Pull out each line in the records below that contains the string "building", treating uppercase and lowercase as different.
::::
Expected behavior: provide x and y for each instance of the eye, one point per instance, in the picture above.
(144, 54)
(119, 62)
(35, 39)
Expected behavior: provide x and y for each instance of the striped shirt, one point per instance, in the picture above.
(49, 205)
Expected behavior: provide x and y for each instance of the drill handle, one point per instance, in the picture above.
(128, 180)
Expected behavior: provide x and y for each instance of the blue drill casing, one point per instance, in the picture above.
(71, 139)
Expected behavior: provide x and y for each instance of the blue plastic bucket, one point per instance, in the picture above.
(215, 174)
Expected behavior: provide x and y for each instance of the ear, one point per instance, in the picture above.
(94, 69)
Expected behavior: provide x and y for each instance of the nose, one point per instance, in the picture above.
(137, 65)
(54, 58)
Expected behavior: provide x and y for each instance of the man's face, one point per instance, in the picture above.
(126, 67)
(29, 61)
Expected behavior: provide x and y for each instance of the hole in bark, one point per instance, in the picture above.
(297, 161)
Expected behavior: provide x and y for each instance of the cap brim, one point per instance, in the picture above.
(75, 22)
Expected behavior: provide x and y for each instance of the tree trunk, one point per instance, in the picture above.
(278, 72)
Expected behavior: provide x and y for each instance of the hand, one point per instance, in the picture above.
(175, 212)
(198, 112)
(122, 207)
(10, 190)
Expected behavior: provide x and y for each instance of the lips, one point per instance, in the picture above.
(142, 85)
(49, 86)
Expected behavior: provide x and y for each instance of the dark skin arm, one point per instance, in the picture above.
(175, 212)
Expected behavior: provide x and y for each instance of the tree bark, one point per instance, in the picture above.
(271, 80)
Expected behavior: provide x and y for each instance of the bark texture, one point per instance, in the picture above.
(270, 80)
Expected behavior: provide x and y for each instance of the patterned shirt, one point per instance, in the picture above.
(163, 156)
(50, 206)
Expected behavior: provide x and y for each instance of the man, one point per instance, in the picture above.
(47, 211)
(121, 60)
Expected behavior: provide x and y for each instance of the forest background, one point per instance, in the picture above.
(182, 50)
::::
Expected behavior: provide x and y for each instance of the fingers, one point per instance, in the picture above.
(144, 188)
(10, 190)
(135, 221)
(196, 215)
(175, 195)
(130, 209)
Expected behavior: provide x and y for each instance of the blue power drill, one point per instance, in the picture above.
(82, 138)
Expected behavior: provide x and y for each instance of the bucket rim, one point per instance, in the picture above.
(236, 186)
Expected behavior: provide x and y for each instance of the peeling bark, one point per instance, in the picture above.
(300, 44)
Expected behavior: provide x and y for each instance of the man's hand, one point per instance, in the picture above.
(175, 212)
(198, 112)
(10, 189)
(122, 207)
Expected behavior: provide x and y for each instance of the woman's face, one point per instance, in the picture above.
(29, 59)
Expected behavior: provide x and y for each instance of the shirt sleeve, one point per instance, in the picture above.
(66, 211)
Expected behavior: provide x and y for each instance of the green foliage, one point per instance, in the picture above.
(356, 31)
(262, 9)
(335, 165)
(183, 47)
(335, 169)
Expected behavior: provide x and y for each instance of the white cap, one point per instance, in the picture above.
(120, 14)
::::
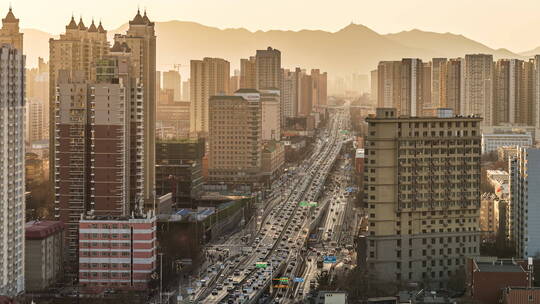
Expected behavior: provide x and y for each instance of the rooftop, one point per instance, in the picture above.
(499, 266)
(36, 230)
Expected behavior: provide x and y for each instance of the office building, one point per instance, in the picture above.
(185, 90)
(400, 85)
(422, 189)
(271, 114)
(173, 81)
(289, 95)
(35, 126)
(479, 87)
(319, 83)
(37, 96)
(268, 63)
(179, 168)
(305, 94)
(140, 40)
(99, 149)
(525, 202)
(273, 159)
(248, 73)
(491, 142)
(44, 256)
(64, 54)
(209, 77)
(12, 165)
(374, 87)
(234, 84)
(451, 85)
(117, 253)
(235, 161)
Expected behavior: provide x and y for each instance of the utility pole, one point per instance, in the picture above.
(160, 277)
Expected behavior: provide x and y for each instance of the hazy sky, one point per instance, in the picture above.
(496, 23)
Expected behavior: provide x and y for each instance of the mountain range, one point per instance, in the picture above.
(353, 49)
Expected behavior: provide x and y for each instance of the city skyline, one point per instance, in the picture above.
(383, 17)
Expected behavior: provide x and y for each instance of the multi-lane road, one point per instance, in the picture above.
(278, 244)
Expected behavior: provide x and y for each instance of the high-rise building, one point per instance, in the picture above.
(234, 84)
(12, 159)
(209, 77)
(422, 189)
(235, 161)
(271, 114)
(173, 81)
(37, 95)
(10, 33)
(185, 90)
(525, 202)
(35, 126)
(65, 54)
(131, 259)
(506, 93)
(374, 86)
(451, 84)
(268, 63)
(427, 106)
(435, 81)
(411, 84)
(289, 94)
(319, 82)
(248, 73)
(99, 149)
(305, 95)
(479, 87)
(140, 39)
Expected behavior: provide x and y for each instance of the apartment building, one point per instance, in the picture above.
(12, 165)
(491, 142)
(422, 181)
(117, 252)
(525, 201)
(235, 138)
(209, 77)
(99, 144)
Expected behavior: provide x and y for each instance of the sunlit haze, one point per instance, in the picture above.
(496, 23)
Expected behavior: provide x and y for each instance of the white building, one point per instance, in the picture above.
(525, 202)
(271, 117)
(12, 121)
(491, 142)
::::
▶ _Output for this exercise_:
Expected behavior: provide x and y for each instance of the office building, one point per instance, in the picture above.
Expected behavior: provide x and y for each instance of the high-rise building, one point per instance, in the picture above.
Expected behavior: provide x and y for each instance of the apartment building, one point per instance, in the picture above.
Expected behavior: provide x and y for each instance of the white building, one point per instance, in the picture above.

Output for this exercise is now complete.